Exercise details >> Retype the passage from the essay on Tennyson's Christmas grief below, from "Tennyson describes the" up to and including "they always will.", with no changes.

Source document >>
========

“’Tis better to have loved and lost,
Than never to have loved at all.”
Alfred, Lord Tennyson
Before he became Alfred, Lord Tennyson, poet laureate and best seller making £10,000 a year (almost half a million dollars today), Tennyson was the third of 11 children in a family coping with money problems, disease, severe mental health issues, and alcoholism.
But he had a best friend, Arthur Henry Hallam, who encouraged him and read his poetry with the kind of critical attention authors crave. Hallam was the kind of friend who inspires and makes a person see his own potential.
Alas, just as Tennyson had to leave Cambridge University at 24 without his degree due to his father’s death, he also lost his best friend who died of a cerebral hemorrhage in October 1833.
Deeply depressed, Tennyson began writing a series of lyrics to eulogize his friend and to cope with his own despair. He kept at it for 16 years, publishing In Memoriam A.H.H. in 1847. This autobiography of Tennyson’s grief touched nineteenth-century readers deeply, including Queen Victoria upon the loss of her husband, Prince Albert (who popularized the Christmas tree).
Christmas is how Tennyson tracks his grief—and his family’s, for Hallam was engaged to Tennyson’s sister, Emily.
Tennyson describes the intervening few months between Hallam’s death and Christmas as “I slept and woke with pain,/I almost wished no more to wake.” On that first Christmas, the bells ringing “Peace and goodwill, goodwill and peace” offers some solace, “For they controll’d me when a boy,/They bring me sorrow touch’d with joy.”
The second Christmas seems more typical with its usual traditions of the yule log, hanging holly on the hearth, and games. Tennyson describes “No single tear, no mark of pain.” This is not the end of grief or sorrow: “But with long use. . .tears are dry.”
The third Christmas is no more festive, really, but things have changed, as they always will.

========

Dataset >>
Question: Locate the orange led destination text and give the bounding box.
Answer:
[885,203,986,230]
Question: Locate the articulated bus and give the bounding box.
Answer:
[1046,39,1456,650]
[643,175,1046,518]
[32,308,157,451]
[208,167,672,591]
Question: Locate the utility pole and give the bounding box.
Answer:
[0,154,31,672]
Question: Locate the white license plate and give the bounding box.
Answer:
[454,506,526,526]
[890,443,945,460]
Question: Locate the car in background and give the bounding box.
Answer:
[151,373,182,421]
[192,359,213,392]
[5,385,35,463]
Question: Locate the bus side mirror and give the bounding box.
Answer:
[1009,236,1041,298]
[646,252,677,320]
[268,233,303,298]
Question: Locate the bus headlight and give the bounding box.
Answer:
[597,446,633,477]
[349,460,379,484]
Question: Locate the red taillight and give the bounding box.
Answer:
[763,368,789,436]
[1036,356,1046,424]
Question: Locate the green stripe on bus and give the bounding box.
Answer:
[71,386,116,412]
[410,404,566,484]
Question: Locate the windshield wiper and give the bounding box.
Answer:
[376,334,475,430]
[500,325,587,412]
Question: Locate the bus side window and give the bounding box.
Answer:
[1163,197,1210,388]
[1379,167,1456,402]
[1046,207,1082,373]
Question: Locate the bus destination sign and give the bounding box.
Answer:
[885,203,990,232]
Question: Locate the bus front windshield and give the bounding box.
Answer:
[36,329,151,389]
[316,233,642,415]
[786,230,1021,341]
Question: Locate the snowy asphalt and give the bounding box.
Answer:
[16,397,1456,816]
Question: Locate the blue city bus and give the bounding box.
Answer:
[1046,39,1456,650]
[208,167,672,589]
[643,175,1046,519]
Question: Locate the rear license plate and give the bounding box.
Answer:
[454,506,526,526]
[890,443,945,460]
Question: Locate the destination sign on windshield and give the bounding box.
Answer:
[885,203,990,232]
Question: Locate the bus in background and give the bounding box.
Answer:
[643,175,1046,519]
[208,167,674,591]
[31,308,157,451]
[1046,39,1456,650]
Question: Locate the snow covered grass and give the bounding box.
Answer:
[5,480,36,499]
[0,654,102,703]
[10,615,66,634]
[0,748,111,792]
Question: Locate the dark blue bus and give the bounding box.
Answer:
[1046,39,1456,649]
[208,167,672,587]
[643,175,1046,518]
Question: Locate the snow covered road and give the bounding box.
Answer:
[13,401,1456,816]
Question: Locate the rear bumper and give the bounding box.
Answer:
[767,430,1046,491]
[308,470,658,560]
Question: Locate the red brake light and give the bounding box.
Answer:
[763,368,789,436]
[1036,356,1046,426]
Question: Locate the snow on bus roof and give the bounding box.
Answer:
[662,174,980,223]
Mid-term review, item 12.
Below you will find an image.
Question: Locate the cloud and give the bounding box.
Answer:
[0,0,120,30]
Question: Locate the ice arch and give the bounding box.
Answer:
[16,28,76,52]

========

Task result >>
Tennyson describes the intervening few months between Hallam’s death and Christmas as “I slept and woke with pain,/I almost wished no more to wake.” On that first Christmas, the bells ringing “Peace and goodwill, goodwill and peace” offers some solace, “For they controll’d me when a boy,/They bring me sorrow touch’d with joy.”
The second Christmas seems more typical with its usual traditions of the yule log, hanging holly on the hearth, and games. Tennyson describes “No single tear, no mark of pain.” This is not the end of grief or sorrow: “But with long use. . .tears are dry.”
The third Christmas is no more festive, really, but things have changed, as they always will.